§ **Consignes écrites**
- A) Dans le texte affiché, extrayez le passage qui commence par « Pour rappel: la » et se poursuit jusqu'à « tout le monde. ».
- B) Relevez tous les buts que le texte affiché attribue ouvertement à l'« Appel à la raison ».

§ **Texte affiché**

Pour rappel: la pétition de « Raison gardée » lancée par Shmuel Trigano et Raphel Drai pour s’opposer à l’appel de JCall et qui avait eu un très grand écho, dont un colloque, publié dans la revue de Shmuel Trigano, Controverse s (n° 15 voir controverses.fr ), entre autres retombées. Un texte qui n’a pas pris une rideet montre qu’en somme nous ne faisons que nous répéter devant un monde sourd…

Raison garder 2010, la Pétition


Un groupe d’intellectuels et de personnalités se réclamant avec ostentation de leur appartenance juive pour gage de leur objectivité a pris l’initiative sélective d’un « Appel à la raison » auquel il entend assurer la plus large diffusion possible. En réalité, cet appel va à l’encontre de ses buts affichés : la démocratie, la moralité, la solidarité de la Diaspora, le souci du destin d’Israël. L’offensive politicienne qui le sous-tend est claire pour tout le monde.

1) L’idée d’une paix imposée à Israël sous la pression, voire l’intervention de puissances, est un déni de la démocratie et du droit international, aux relents néo-colonialistes. Elle bafoue le libre choix des citoyens de la démocratie israélienne et constitue un dangereux précédent pour toutes les autres démocraties.

§ **Contenu des données**
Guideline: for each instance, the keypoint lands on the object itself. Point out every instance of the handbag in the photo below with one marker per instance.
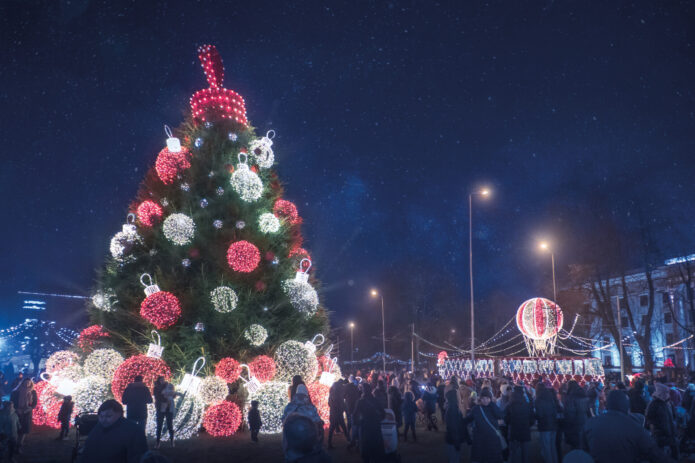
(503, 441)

* * *

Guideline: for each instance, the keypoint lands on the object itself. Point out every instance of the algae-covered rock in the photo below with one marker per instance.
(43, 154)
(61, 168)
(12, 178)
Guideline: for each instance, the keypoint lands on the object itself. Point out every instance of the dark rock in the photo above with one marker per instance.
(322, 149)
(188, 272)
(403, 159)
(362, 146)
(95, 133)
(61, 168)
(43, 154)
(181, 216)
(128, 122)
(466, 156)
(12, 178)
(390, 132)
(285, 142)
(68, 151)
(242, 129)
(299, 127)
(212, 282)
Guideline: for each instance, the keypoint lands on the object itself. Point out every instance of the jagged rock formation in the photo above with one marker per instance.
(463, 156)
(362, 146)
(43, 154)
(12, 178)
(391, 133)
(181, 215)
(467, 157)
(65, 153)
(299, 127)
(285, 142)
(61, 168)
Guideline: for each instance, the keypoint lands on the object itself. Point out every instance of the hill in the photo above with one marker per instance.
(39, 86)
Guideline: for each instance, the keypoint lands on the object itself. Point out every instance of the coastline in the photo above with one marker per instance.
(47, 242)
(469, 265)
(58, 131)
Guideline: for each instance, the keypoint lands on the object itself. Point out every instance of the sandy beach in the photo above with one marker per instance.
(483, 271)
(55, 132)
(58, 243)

---

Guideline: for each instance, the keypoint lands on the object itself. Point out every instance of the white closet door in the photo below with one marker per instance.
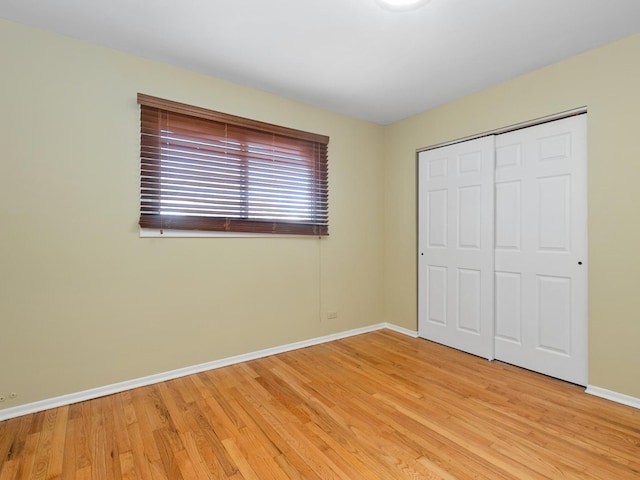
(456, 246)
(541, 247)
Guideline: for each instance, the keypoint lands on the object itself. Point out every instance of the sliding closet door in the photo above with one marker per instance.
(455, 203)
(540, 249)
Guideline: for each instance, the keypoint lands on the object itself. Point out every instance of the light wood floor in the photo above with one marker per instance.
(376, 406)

§ **Réponses par consigne**
- A)
Pour rappel: la pétition de « Raison gardée » lancée par Shmuel Trigano et Raphel Drai pour s’opposer à l’appel de JCall et qui avait eu un très grand écho, dont un colloque, publié dans la revue de Shmuel Trigano, Controverse s (n° 15 voir controverses.fr ), entre autres retombées. Un texte qui n’a pas pris une rideet montre qu’en somme nous ne faisons que nous répéter devant un monde sourd…

Raison garder 2010, la Pétition


Un groupe d’intellectuels et de personnalités se réclamant avec ostentation de leur appartenance juive pour gage de leur objectivité a pris l’initiative sélective d’un « Appel à la raison » auquel il entend assurer la plus large diffusion possible. En réalité, cet appel va à l’encontre de ses buts affichés : la démocratie, la moralité, la solidarité de la Diaspora, le souci du destin d’Israël. L’offensive politicienne qui le sous-tend est claire pour tout le monde.

- B)
- la démocratie
- la moralité
- la solidarité de la Diaspora
- le souci du destin d'Israël